Natural language region descriptions |

····················

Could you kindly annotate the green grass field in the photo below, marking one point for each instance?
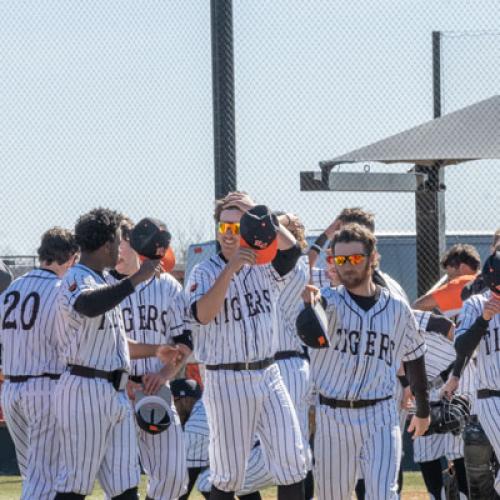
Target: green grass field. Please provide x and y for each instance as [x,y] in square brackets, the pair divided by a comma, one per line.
[10,489]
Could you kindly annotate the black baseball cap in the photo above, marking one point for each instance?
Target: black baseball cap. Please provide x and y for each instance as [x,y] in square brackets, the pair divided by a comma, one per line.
[185,388]
[259,231]
[491,272]
[150,238]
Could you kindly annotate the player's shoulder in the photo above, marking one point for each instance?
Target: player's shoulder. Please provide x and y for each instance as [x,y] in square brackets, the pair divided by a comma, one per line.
[167,282]
[210,265]
[476,301]
[422,318]
[80,274]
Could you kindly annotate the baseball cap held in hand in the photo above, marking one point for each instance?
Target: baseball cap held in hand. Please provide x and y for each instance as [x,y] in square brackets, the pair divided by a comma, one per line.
[152,412]
[259,232]
[150,238]
[491,272]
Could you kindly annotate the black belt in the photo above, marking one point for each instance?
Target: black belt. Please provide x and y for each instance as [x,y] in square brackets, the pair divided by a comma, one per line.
[24,378]
[343,403]
[279,356]
[118,378]
[252,365]
[487,393]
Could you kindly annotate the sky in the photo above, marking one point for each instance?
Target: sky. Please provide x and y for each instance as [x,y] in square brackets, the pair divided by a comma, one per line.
[109,104]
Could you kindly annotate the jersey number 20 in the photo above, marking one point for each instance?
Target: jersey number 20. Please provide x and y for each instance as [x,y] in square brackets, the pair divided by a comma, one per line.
[11,301]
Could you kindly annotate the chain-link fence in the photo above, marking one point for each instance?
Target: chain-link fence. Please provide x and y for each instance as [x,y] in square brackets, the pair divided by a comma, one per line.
[111,104]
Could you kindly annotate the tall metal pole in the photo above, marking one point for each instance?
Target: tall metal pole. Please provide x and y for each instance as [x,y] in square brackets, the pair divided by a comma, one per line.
[221,14]
[430,204]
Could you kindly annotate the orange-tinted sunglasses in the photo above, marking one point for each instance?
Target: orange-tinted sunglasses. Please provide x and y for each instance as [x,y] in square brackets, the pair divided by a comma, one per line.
[340,260]
[234,227]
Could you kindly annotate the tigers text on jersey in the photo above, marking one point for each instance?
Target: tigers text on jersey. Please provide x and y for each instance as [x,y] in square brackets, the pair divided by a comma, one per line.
[98,342]
[243,329]
[488,351]
[28,313]
[153,314]
[366,347]
[289,305]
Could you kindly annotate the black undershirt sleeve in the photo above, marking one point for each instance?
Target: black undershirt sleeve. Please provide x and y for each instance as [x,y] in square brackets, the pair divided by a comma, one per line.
[285,260]
[92,303]
[439,324]
[415,371]
[466,343]
[185,339]
[459,365]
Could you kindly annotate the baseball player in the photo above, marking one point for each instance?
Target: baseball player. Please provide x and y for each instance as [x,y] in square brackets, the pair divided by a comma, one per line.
[187,394]
[187,397]
[354,215]
[31,365]
[428,450]
[370,331]
[291,356]
[94,418]
[233,297]
[461,263]
[479,327]
[154,314]
[5,276]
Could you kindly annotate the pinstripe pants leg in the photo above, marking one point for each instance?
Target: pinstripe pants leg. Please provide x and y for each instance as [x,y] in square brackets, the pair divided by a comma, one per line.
[488,412]
[163,458]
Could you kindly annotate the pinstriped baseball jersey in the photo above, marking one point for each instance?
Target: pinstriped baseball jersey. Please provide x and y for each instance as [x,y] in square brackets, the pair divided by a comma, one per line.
[98,342]
[319,277]
[289,307]
[488,351]
[28,315]
[154,314]
[440,352]
[243,328]
[196,434]
[366,347]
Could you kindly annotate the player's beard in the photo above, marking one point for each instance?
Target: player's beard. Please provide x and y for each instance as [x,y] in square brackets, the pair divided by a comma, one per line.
[353,278]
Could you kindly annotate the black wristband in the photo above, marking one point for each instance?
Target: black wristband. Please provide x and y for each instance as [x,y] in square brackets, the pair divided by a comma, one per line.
[403,381]
[321,240]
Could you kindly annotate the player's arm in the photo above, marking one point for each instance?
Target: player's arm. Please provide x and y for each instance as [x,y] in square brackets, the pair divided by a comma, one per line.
[95,302]
[206,308]
[468,340]
[321,241]
[288,249]
[425,303]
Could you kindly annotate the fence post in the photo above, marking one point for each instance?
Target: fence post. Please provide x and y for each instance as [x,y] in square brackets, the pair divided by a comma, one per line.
[221,16]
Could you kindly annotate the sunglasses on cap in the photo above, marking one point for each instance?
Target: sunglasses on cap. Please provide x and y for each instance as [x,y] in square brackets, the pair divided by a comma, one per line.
[340,260]
[233,227]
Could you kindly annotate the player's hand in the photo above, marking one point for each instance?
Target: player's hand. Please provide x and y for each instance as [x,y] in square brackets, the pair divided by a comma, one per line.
[132,387]
[168,354]
[418,426]
[147,270]
[491,307]
[153,381]
[311,294]
[449,389]
[408,399]
[332,229]
[240,200]
[242,257]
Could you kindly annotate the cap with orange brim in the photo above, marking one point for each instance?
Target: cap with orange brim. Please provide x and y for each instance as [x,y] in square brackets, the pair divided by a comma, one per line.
[167,262]
[259,232]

····················

Assignment |
Please output exactly the lines of the data above, from its first line through the line with "Could you kindly annotate the player's shoulder", and nothing else; drop the pictures.

Result |
Could you kindly annotate the green grass field in the photo below, marking one point for each instance?
Target: green grass field. Please provide x and y for each instance as [x,y] in square brackets, the pair divided by a comma, one per line.
[10,489]
Could you kindly annotate the black baseball cap in the photo above, marking one point for each instance?
Target: black baseball cap. Please provide x and y for each instance as [x,y] in square brackets, the pair divided by a comma, one per line.
[185,388]
[259,231]
[491,272]
[150,238]
Could you kindly annotate the player's shoulder in the photo above, marking one point for each instance?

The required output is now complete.